Remarks by Assistant Secretary Harris - February 8, 2023
February 8, 2023
As Prepared for Delivery
I’m so pleased to join the Hydrogen and Fuel Cell Seminar on behalf of the U.S. Department of Commerce– this is a first for me.
Thank you, Frank, for the kind introduction. It’s an honor to be here with you and with such outstanding attendance.
And a huge thank you to the Fuel Cell and Hydrogen Energy Association for organizing this event, one of the most impactful and longest-running conference and exposition for the hydrogen sector in North America.
I would also like to thank the great State of California, my home state, not to mention the world’s fifth largest economy and a growing clean energy powerhouse that has consistently led on environmental and energy policy issues.
I would be remiss if I did not thank the public and private sector leaders in climate change and hydrogen technology for joining us today. While our roles vary, our commitment to clean energy and clean tech unite us and the timing for us to hear from each other could not be better.
As you know, the Biden-Harris Administration is leaning hard into critical legislation that is proving invaluable to the clean energy transition and putting wind in the sails of the hydrogen industry.
President Biden promised to take bold action on climate change. Through the historic steps taken to implement three landmark pieces of recent legislation – the CHIPS and Science Act, the Bipartisan Infrastructure Law, and the Inflation Reduction Act, the President’s leadership has put us on a credible course to deliver on the promise of a net zero economy by 2050.
Thanks to this Administration’s clean energy and climate agenda, last year marked the largest deployment of solar, wind, and batteries in United States history, and our nation is now a magnet for investment in clean energy manufacturing.

--- --- ---

Directives ▸
A) In the seminar remarks, what three pieces of legislation are named as landmark laws?
B) Write the next few sentences of the seminar remarks, picking up after their final line.

Excerpts of location labeling data

--- --- ---

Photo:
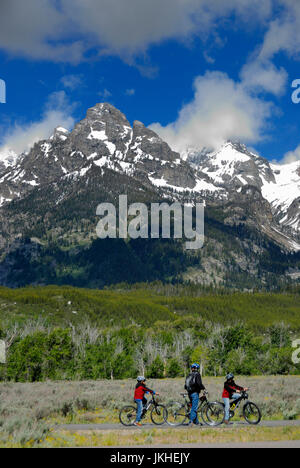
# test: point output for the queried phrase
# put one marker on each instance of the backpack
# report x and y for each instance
(190, 382)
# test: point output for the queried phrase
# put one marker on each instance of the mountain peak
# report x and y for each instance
(105, 111)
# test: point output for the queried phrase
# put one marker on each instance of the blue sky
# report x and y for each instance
(196, 71)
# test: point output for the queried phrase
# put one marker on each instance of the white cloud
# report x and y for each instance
(221, 109)
(21, 138)
(37, 30)
(65, 30)
(291, 156)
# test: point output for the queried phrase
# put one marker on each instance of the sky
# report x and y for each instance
(198, 72)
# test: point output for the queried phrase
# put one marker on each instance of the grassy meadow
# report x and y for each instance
(29, 412)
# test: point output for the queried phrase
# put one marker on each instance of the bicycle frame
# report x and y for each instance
(235, 404)
(150, 403)
(188, 404)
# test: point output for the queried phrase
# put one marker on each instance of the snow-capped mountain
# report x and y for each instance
(51, 193)
(233, 167)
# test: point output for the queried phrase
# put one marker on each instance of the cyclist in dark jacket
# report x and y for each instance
(139, 397)
(194, 386)
(231, 391)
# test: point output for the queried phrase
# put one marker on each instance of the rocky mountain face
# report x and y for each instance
(48, 201)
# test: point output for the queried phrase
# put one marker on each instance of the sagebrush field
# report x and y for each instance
(29, 411)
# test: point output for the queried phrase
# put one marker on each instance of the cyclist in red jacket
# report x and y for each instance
(231, 391)
(139, 398)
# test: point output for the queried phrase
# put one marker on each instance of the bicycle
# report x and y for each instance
(251, 411)
(158, 413)
(212, 413)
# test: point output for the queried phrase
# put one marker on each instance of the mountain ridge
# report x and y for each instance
(50, 194)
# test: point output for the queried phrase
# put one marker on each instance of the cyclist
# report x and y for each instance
(231, 391)
(140, 399)
(194, 386)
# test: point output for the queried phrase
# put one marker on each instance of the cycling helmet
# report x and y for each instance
(141, 378)
(195, 366)
(229, 376)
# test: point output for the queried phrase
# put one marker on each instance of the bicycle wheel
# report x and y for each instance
(213, 413)
(159, 415)
(252, 413)
(127, 415)
(176, 413)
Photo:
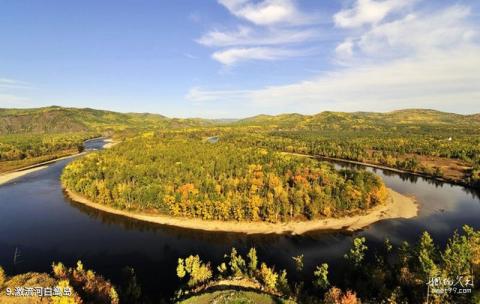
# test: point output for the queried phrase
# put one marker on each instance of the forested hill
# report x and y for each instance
(364, 120)
(65, 120)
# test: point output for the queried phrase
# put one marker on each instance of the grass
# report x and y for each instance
(235, 297)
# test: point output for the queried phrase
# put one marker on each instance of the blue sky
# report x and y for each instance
(237, 58)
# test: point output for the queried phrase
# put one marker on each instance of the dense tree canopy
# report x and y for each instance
(182, 175)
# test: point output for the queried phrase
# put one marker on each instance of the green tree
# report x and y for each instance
(357, 254)
(268, 276)
(198, 271)
(2, 277)
(252, 260)
(321, 276)
(298, 260)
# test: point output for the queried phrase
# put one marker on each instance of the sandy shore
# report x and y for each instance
(398, 206)
(110, 143)
(6, 177)
(13, 175)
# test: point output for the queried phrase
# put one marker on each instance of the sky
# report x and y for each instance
(239, 58)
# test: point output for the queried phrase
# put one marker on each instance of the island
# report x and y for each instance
(183, 180)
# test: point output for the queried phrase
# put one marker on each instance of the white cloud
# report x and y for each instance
(8, 95)
(416, 82)
(403, 83)
(234, 55)
(245, 36)
(266, 12)
(414, 33)
(345, 49)
(368, 12)
(272, 23)
(197, 94)
(419, 59)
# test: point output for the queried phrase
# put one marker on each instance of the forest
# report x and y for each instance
(408, 273)
(433, 143)
(183, 174)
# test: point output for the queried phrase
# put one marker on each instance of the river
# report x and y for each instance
(41, 225)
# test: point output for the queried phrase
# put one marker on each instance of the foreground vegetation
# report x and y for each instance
(181, 175)
(409, 273)
(404, 274)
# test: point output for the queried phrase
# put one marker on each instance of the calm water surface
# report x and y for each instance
(40, 223)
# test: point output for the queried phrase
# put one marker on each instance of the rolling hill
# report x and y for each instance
(56, 119)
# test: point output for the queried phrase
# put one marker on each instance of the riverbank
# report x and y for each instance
(382, 167)
(8, 176)
(398, 206)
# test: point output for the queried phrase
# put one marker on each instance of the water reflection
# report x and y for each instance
(37, 219)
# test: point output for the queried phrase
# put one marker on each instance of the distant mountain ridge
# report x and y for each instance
(57, 119)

--- --- ---

Final results ▸
A) The CHIPS and Science Act, the Bipartisan Infrastructure Law, and the Inflation Reduction Act.

B)
Over the last two years, the private sector has committed over $100 billion in new private capital to make electric vehicles and batteries in the United States. We have made historic investments in clean hydrogen, nuclear, and other cutting-edge technologies. And companies are investing billions more to grow a new domestic offshore wind industry.
While other elements of the energy transition often get more airtime, I know that the folks in this room are confident in the byline of this story: hydrogen is emerging as a central player in the fight against climate change for its potential to complement electrification in decarbonizing our economy.
The challenge to deploy hydrogen infrastructure is one that will require the focus and attention of everyone in this room. The prize of a fully developed hydrogen economy is unmistakable, and historians may well look back upon the hydrogen infrastructure that we build in the coming years with the same reverence given prior renowned public works projects, such as the national interstate highway system and as a pivotal contribution to our ambitious climate agenda.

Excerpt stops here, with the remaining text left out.